Convert every line from the one containing "If you could point to the thicket" through the end of the rows below into a JSON list of strings, with one string per line and blank lines omitted.

------------------------------------

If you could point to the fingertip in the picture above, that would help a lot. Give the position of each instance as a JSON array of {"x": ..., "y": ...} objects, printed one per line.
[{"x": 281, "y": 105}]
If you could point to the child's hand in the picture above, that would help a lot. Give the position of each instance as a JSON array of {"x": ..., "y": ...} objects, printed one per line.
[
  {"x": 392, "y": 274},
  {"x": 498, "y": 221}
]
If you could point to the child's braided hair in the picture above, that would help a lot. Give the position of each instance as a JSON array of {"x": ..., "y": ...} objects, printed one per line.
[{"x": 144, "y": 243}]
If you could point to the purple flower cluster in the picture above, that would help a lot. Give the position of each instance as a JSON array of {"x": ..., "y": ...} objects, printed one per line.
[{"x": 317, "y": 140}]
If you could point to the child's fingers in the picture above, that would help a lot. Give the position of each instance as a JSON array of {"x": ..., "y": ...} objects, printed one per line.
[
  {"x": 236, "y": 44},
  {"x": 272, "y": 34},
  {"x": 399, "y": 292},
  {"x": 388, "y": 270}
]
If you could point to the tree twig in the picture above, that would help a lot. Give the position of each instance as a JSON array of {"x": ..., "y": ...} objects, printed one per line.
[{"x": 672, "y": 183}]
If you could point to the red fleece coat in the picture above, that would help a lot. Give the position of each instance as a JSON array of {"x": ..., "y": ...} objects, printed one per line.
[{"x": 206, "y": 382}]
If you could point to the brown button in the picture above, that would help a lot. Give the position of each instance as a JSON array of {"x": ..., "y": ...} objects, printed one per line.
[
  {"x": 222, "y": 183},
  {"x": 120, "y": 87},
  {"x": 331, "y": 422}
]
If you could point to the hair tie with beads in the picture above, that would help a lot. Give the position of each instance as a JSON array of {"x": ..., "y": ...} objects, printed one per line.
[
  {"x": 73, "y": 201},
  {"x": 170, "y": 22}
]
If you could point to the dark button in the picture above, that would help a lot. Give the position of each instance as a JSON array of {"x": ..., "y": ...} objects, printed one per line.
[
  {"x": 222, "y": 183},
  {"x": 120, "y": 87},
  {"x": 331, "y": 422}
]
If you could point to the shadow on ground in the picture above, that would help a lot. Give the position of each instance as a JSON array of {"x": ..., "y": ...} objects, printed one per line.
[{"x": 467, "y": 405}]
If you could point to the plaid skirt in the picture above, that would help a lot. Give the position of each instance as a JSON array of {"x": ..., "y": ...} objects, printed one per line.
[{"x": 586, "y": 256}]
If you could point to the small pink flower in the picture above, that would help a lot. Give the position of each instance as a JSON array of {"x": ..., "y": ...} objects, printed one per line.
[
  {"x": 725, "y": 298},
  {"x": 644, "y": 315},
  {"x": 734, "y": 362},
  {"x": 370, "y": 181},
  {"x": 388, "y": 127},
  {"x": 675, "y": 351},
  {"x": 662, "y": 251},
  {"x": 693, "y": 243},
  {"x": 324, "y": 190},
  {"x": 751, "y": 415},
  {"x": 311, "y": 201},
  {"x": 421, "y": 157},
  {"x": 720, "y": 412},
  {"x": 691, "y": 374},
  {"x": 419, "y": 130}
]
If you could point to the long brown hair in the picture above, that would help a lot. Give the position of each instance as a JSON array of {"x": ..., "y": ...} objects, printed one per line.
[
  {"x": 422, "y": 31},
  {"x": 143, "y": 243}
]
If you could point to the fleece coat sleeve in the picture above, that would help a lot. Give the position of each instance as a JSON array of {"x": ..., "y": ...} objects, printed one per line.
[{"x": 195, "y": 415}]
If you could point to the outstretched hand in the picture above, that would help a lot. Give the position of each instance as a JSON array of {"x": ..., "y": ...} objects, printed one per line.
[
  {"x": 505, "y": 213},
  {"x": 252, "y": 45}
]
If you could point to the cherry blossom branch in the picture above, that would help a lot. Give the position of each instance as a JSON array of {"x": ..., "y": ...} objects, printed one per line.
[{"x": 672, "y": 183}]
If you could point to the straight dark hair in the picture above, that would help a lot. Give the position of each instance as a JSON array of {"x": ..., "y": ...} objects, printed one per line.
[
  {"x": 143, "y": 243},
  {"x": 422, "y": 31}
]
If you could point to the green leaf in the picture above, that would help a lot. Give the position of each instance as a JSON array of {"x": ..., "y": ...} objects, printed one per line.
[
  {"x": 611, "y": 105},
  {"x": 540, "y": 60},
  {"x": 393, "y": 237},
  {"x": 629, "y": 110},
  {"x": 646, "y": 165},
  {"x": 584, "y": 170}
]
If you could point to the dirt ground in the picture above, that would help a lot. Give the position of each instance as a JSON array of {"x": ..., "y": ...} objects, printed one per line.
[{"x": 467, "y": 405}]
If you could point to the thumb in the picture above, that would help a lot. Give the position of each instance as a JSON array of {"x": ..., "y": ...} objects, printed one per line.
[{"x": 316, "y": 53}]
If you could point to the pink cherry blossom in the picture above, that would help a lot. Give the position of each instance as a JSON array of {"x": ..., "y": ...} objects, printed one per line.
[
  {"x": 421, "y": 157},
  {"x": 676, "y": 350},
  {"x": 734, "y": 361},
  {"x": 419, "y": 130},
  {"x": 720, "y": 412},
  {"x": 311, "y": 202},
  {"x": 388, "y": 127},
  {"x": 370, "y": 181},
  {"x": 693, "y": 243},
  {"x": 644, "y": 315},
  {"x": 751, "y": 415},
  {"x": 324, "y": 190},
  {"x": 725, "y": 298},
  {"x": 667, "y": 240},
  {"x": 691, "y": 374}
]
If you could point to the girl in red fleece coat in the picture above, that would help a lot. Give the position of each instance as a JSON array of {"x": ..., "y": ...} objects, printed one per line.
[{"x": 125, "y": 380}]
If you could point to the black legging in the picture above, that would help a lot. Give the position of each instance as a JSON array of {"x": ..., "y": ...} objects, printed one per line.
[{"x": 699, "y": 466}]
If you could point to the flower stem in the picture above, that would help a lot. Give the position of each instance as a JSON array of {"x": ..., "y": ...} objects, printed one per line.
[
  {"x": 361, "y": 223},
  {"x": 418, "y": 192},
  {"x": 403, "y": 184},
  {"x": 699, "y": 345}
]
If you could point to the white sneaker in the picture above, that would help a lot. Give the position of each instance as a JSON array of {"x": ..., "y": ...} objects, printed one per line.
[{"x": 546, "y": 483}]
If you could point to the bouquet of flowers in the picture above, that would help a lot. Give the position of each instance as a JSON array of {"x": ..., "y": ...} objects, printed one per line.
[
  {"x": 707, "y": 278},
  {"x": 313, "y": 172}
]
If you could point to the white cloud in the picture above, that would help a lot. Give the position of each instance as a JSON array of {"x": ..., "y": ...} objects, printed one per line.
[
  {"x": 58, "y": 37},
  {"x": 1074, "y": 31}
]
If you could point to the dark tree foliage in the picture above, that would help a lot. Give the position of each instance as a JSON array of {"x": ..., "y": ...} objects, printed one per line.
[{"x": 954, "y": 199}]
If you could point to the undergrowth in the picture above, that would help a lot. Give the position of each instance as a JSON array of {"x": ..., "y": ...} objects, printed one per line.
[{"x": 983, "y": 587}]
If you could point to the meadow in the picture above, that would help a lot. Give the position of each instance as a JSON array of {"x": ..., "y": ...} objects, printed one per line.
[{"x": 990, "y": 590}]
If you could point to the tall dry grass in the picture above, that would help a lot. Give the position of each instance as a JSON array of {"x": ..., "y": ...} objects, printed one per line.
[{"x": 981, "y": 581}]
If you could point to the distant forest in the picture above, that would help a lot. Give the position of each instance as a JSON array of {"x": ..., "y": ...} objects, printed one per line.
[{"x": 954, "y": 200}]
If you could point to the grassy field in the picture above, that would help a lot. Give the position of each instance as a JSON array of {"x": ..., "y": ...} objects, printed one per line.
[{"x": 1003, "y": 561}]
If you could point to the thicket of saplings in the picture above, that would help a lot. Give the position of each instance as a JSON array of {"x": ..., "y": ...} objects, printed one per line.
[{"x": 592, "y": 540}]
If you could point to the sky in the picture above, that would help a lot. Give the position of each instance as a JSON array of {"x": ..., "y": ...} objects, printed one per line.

------------------------------------

**Task result:**
[
  "If you could point to the thicket of saplings in the picture above, that would help a lot. Give the position of each instance as a JSON array of {\"x\": ..., \"y\": ...} objects, printed one per line.",
  "[{\"x\": 592, \"y\": 540}]",
  "If you could point to the sky in the picture above, that would help a lot. Give the position of each instance as a JSON array of {\"x\": ..., \"y\": ...} objects, printed one per line."
]